(Region segmentation data)
***

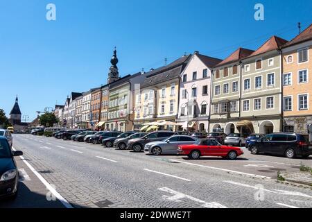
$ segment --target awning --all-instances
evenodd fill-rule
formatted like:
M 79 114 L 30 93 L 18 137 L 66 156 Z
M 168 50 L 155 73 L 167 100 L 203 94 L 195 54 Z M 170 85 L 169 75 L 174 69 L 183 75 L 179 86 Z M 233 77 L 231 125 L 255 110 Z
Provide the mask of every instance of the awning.
M 96 127 L 101 127 L 101 126 L 102 126 L 103 125 L 104 125 L 105 123 L 105 121 L 99 122 L 98 123 L 97 123 L 97 124 L 96 125 Z
M 144 126 L 143 127 L 141 127 L 141 128 L 140 128 L 140 131 L 143 131 L 143 130 L 144 130 L 145 129 L 146 129 L 146 128 L 148 128 L 149 127 L 149 126 Z

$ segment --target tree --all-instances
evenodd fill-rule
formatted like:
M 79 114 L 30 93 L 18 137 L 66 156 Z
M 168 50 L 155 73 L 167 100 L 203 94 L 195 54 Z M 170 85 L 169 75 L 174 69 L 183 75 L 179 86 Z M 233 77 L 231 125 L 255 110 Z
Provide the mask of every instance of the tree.
M 46 112 L 42 115 L 39 119 L 40 125 L 46 127 L 52 127 L 55 123 L 59 122 L 58 119 L 55 117 L 54 113 L 52 112 Z

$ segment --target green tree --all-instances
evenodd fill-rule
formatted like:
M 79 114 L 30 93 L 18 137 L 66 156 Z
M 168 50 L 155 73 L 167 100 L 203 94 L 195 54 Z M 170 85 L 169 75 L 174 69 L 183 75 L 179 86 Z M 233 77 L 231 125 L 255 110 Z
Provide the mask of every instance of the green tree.
M 46 112 L 40 117 L 40 125 L 46 127 L 52 127 L 55 123 L 59 122 L 58 119 L 55 117 L 54 113 Z

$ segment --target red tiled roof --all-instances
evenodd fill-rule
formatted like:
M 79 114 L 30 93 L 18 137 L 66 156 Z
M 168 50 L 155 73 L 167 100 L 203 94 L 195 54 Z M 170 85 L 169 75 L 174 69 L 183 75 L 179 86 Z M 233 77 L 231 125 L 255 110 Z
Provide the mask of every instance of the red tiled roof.
M 233 53 L 232 53 L 229 57 L 223 60 L 221 62 L 217 64 L 216 67 L 219 67 L 228 63 L 239 61 L 252 53 L 254 51 L 247 49 L 244 48 L 239 48 Z
M 312 24 L 300 34 L 295 37 L 291 42 L 283 46 L 283 48 L 312 40 Z
M 252 57 L 272 50 L 277 49 L 288 42 L 288 41 L 285 40 L 279 37 L 273 35 L 268 41 L 264 42 L 264 44 L 261 45 L 258 49 L 251 53 L 248 57 Z

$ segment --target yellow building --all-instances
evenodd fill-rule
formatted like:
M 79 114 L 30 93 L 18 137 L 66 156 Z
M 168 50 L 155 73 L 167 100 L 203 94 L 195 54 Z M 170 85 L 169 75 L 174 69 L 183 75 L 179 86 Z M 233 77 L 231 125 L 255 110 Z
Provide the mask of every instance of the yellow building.
M 179 106 L 180 75 L 191 56 L 184 56 L 172 63 L 151 69 L 146 79 L 135 89 L 134 129 L 154 121 L 175 122 Z M 159 127 L 159 130 L 166 126 Z M 175 130 L 173 126 L 168 129 Z

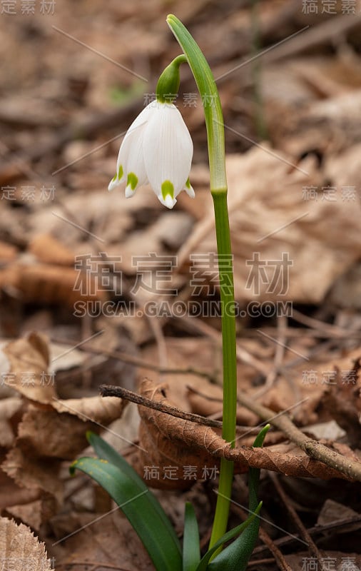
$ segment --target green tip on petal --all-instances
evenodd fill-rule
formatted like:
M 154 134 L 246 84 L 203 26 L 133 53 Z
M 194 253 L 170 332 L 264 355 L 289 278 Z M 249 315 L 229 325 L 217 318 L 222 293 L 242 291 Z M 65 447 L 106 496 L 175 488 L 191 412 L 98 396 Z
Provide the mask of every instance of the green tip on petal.
M 123 166 L 121 165 L 118 169 L 118 173 L 116 173 L 109 184 L 108 185 L 108 190 L 112 191 L 115 186 L 118 186 L 121 180 L 123 178 Z
M 134 196 L 136 191 L 132 191 L 131 186 L 128 185 L 128 186 L 126 187 L 125 193 L 126 193 L 126 198 L 131 198 L 132 196 Z
M 137 184 L 138 184 L 138 176 L 135 175 L 134 173 L 129 173 L 126 181 L 127 187 L 130 186 L 132 191 L 135 191 Z
M 164 181 L 164 182 L 162 183 L 162 196 L 163 200 L 166 200 L 167 196 L 170 196 L 174 201 L 174 186 L 171 181 Z

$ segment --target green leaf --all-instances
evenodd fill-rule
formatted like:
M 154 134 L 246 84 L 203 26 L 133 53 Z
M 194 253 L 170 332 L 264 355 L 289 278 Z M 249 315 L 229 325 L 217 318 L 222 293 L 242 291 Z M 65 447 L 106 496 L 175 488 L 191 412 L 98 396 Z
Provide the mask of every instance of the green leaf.
M 192 504 L 187 502 L 184 514 L 183 571 L 195 571 L 200 561 L 198 524 Z
M 182 557 L 163 518 L 150 500 L 149 490 L 140 486 L 117 466 L 101 458 L 83 458 L 69 470 L 88 474 L 121 508 L 133 527 L 157 571 L 181 571 Z
M 263 444 L 265 437 L 270 428 L 266 425 L 260 430 L 253 443 L 253 448 L 260 448 Z M 248 475 L 249 488 L 249 510 L 253 515 L 249 522 L 249 525 L 244 532 L 240 535 L 230 545 L 226 547 L 208 565 L 207 570 L 209 571 L 245 571 L 248 560 L 255 548 L 255 545 L 258 537 L 260 530 L 260 518 L 255 517 L 258 514 L 262 502 L 258 503 L 258 483 L 260 480 L 258 468 L 250 468 Z M 248 522 L 250 517 L 246 520 Z
M 174 544 L 174 546 L 178 549 L 179 553 L 181 554 L 182 548 L 180 543 L 174 530 L 174 528 L 169 521 L 169 519 L 163 509 L 162 506 L 158 501 L 157 498 L 148 488 L 141 477 L 137 474 L 136 470 L 131 466 L 130 464 L 119 454 L 118 452 L 114 450 L 108 443 L 103 440 L 97 434 L 91 432 L 90 430 L 86 433 L 86 438 L 89 444 L 94 448 L 97 455 L 99 458 L 107 460 L 111 464 L 117 466 L 124 474 L 131 478 L 139 486 L 140 491 L 147 490 L 149 495 L 149 501 L 152 503 L 154 509 L 157 511 L 159 517 L 163 520 L 163 525 L 167 528 L 167 532 L 170 539 Z
M 240 533 L 244 532 L 245 529 L 248 527 L 248 525 L 253 521 L 256 515 L 260 512 L 260 508 L 262 507 L 262 502 L 260 502 L 259 505 L 257 507 L 255 512 L 251 514 L 249 517 L 247 518 L 245 522 L 243 523 L 240 524 L 240 525 L 237 525 L 236 527 L 233 527 L 233 530 L 228 531 L 222 537 L 214 544 L 214 545 L 205 553 L 205 555 L 202 557 L 199 565 L 198 566 L 196 571 L 205 571 L 205 570 L 210 568 L 210 565 L 209 564 L 209 561 L 214 555 L 214 553 L 217 551 L 217 550 L 220 547 L 223 543 L 225 543 L 227 541 L 230 541 L 230 540 L 233 539 L 236 535 L 239 535 Z M 219 555 L 213 560 L 213 561 L 216 561 Z M 215 567 L 214 567 L 215 569 Z M 221 569 L 222 567 L 219 567 Z M 224 567 L 225 569 L 228 569 L 228 567 Z

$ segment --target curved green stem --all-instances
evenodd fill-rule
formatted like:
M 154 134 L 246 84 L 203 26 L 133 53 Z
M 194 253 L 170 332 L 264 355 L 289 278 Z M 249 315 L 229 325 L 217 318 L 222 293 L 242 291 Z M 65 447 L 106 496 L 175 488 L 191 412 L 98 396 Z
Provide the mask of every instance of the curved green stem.
M 218 271 L 222 305 L 223 352 L 223 438 L 234 445 L 237 406 L 237 363 L 234 286 L 230 234 L 227 207 L 223 116 L 214 78 L 198 44 L 183 24 L 173 14 L 167 22 L 188 60 L 195 79 L 204 108 L 208 144 L 210 192 L 213 199 Z M 233 463 L 220 463 L 219 494 L 210 546 L 223 535 L 227 528 L 232 491 Z

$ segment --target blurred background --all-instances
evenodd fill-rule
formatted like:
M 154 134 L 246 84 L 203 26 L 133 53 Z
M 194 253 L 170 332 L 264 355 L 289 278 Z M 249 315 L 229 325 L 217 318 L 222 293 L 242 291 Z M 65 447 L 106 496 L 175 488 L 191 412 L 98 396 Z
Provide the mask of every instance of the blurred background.
M 170 211 L 150 188 L 139 188 L 131 200 L 122 187 L 111 193 L 106 190 L 122 137 L 154 98 L 159 74 L 180 53 L 166 23 L 173 13 L 205 54 L 223 105 L 240 311 L 240 388 L 275 412 L 301 402 L 293 417 L 299 425 L 311 430 L 311 425 L 322 425 L 313 433 L 316 438 L 340 438 L 342 445 L 360 448 L 360 2 L 1 0 L 0 11 L 1 338 L 46 334 L 46 350 L 56 361 L 49 370 L 56 373 L 56 382 L 52 378 L 48 384 L 56 398 L 75 403 L 97 395 L 104 382 L 137 390 L 147 374 L 168 383 L 179 408 L 220 418 L 219 402 L 196 398 L 186 388 L 193 383 L 203 396 L 213 389 L 215 398 L 221 394 L 216 386 L 221 377 L 219 315 L 207 309 L 193 317 L 185 312 L 174 318 L 171 312 L 158 319 L 156 312 L 152 317 L 144 309 L 149 300 L 166 297 L 171 288 L 185 304 L 219 300 L 205 102 L 185 66 L 175 103 L 193 141 L 190 182 L 195 198 L 181 193 Z M 38 349 L 43 346 L 39 339 L 34 343 Z M 22 345 L 19 350 L 25 355 L 28 350 Z M 150 363 L 153 369 L 146 366 Z M 160 373 L 192 363 L 215 384 L 204 375 L 187 377 L 185 383 L 184 374 Z M 23 372 L 26 366 L 23 363 Z M 39 370 L 44 366 L 39 365 Z M 29 397 L 26 391 L 34 387 L 19 383 L 16 390 Z M 3 396 L 9 395 L 14 393 Z M 31 395 L 33 403 L 49 405 L 43 392 Z M 22 410 L 20 400 L 16 403 L 16 411 Z M 350 406 L 350 417 L 342 403 Z M 91 420 L 103 424 L 120 415 L 117 411 L 104 418 L 89 410 Z M 6 414 L 15 425 L 15 413 Z M 54 414 L 60 422 L 59 411 Z M 113 430 L 132 440 L 138 420 L 136 411 Z M 244 408 L 238 411 L 243 425 L 253 427 L 258 420 Z M 68 463 L 86 445 L 83 420 L 78 425 L 78 439 L 72 443 L 66 435 L 74 435 L 73 425 L 58 432 L 23 426 L 23 433 L 33 430 L 26 444 L 31 440 L 41 471 L 44 458 L 51 458 L 60 475 L 54 485 L 55 469 L 50 470 L 53 484 L 48 487 L 41 478 L 31 476 L 30 483 L 26 479 L 28 489 L 34 481 L 39 486 L 41 509 L 29 508 L 31 497 L 24 502 L 27 512 L 7 507 L 7 513 L 37 532 L 41 530 L 48 549 L 54 537 L 78 525 L 78 506 L 87 517 L 86 510 L 93 517 L 109 507 L 99 494 L 89 499 L 76 490 L 74 500 L 73 488 L 66 487 L 64 458 Z M 61 445 L 60 434 L 66 435 Z M 15 429 L 9 435 L 1 446 L 14 447 L 18 454 Z M 277 437 L 270 445 L 275 442 Z M 54 451 L 59 449 L 56 457 Z M 14 458 L 6 470 L 7 497 L 16 493 Z M 19 463 L 16 473 L 22 477 L 26 470 Z M 70 507 L 56 496 L 60 481 L 66 482 L 68 500 L 75 502 Z M 327 524 L 326 516 L 317 518 L 329 498 L 344 503 L 345 520 L 354 517 L 347 510 L 357 507 L 355 488 L 335 481 L 329 485 L 322 479 L 287 479 L 288 492 L 301 506 L 306 527 Z M 243 501 L 245 486 L 238 484 Z M 263 492 L 268 517 L 288 525 L 278 500 L 273 503 L 273 492 Z M 209 493 L 198 487 L 197 494 L 199 512 L 210 514 Z M 58 503 L 46 512 L 49 497 Z M 167 500 L 178 530 L 183 499 L 178 497 L 174 509 L 176 500 Z M 21 497 L 21 507 L 22 501 Z M 66 518 L 53 517 L 59 506 Z M 201 523 L 203 533 L 208 524 Z M 108 552 L 116 543 L 111 537 Z M 337 555 L 340 565 L 357 549 L 355 535 L 342 537 L 342 542 L 337 540 L 344 550 Z M 76 537 L 56 552 L 59 562 L 71 561 L 80 545 L 83 558 L 90 554 L 91 560 L 100 560 L 101 550 L 91 551 L 95 542 L 90 535 Z M 325 549 L 333 548 L 333 537 L 325 539 Z M 136 551 L 136 538 L 134 545 Z M 259 547 L 260 560 L 268 557 L 265 552 Z M 300 554 L 294 557 L 291 567 L 306 569 Z M 114 555 L 111 562 L 115 565 L 119 557 Z M 256 563 L 257 568 L 285 568 L 272 561 L 265 567 Z M 130 557 L 127 565 L 130 570 L 151 568 L 146 560 L 141 565 Z M 346 565 L 345 571 L 353 569 Z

***

### What you should do
Return every line of the records above that contains the string "awning", copying each one in full. Case counts.

### The response
$ segment --target awning --all-instances
Provide the mask of every instance of the awning.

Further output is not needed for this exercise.